Document section

┏━━

It would be fair to say that Peter Lambley was something of an adventurer.

From whispering to snakes in the southwestern Pacific to losing a boot during an escape from a bog in Thetford, Mr Lambley lived a life filled with an array of eclectic experiences.

Thankfully, his earliest career ambition to become “a robber” was thwarted by his parents after he was caught red-handed with two squashed tomatoes hidden in his pockets following a visit to the market.

Deciding then that a life of crime was not for him, he went on to achieve great success as a naturalist.

In fact, it was his many years of conservation work, notably on the north Norfolk coast, that earned him the honour of being made an MBE in 2007.

His family said: “He had a great curiosity for life and the natural world and had a very eclectic set of interests; from football, fossils and fungi, to lichen, bird-watching, geology, weather, the church, travel, and politics.

“He always held the well-being of his local community in his heart and it would be easy to underestimate his contribution to village life. He was indeed in every sense of the word a local stalwart and was not one to make a fuss about his achievements.”

Peter William Lambley was born on November 4, 1946, in Birmingham.

As a young boy, he showed a keen interest in the natural world by bringing home slow worms, newts, sundew plants, rocks and fossils.

By the age of 10, and now living in Ifield near Crawley, in the south of the country, his love of roaming flourished as he explored the West Sussex landscape–as well as the tunnels under Gatwick airport’s runway.

He also loved sea fishing with his father, and returned from one such fishing trip on July 30, 1966, wondering why everyone was celebrating. It was, of course, because England had won the World Cup.

Mr Lambley attended university in Leicester, where he met his future wife, Gill, who was then at college training to be a teacher.

The couple married in 1970 and moved to Hellesdon, Norwich, where Mr Lambley became head of Natural History at Norwich Castle Museum, based in a musty-smelling office with skulls on the desk and drawers filled with butterflies hidden behind a secret panelled door.

After more than 14 years there, Mr Lambley decided he needed a change and took up the post of senior technical officer at The Natural Sciences Resource Centre at the University in Port Moresby, Papua New Guinea.

He led a team of technicians to run the universities herbarium and frequently organised trips to collect specimens from remote parts of the country. The material he collected is still being studied today and he has a previously undiscovered lichen and a trapdoor spider–Parmotrema Lambley and Nihoa Lambley respectively–named after him.

In 1977, the family returned to England moved to Lyng, near Dereham, where he became involved in community life with a number of organisations.

As well as being a parish councillor, he was a member of the Parochial Church Council, the school’s Parent and Teachers’ Association, and the Churchyard Working Party. He was also chair of the Lyng and District Community Hall Project team and of the trustees.

He got a job as a conservation officer with English Nature, managing sites on the north Norfolk coast at Blakeney, Holkham and Brancaster, where he was instrumental in creating a saltmarsh at the latter.

And it was his many years of nature conservation work, notably on the north Norfolk coast, that earned him an MBE in 2007.

He also became the Norfolk County Recorder for a group of fungi and in 1988 and 1989 he published a two-part account of the county's lichen flora in the Naturalist Society's Transactions, a publication he edited for 20 years.

┗━━

According to the profile of Peter Lambley, where and on what date was he born?

Dataset entries:
┏━━

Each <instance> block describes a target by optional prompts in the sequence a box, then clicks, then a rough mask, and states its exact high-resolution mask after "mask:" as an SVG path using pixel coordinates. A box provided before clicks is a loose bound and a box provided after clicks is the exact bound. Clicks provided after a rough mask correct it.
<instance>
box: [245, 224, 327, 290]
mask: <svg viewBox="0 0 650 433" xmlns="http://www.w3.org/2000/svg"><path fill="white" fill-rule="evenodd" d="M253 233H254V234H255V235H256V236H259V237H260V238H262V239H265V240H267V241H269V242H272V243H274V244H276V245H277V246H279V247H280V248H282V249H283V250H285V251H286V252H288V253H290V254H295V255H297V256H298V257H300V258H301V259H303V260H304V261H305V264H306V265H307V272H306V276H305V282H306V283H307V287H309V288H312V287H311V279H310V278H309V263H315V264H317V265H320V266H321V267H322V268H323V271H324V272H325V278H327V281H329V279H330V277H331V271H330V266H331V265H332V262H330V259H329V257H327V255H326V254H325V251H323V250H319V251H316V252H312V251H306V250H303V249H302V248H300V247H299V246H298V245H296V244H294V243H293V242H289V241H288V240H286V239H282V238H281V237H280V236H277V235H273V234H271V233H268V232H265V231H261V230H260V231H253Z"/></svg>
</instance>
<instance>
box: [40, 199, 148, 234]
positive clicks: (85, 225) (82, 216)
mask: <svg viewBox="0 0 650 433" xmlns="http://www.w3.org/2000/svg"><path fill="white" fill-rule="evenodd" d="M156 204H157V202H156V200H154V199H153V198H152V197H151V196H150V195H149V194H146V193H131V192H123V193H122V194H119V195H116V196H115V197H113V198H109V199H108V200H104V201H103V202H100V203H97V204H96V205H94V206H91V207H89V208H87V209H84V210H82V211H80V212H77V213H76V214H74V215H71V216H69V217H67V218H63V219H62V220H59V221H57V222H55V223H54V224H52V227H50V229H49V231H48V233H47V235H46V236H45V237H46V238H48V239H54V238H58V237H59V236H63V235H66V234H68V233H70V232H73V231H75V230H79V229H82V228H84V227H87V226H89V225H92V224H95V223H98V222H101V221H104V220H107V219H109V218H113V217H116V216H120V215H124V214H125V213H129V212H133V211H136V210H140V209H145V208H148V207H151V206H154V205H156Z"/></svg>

┗━━

Your response
He was born in Birmingham on November 4, 1946.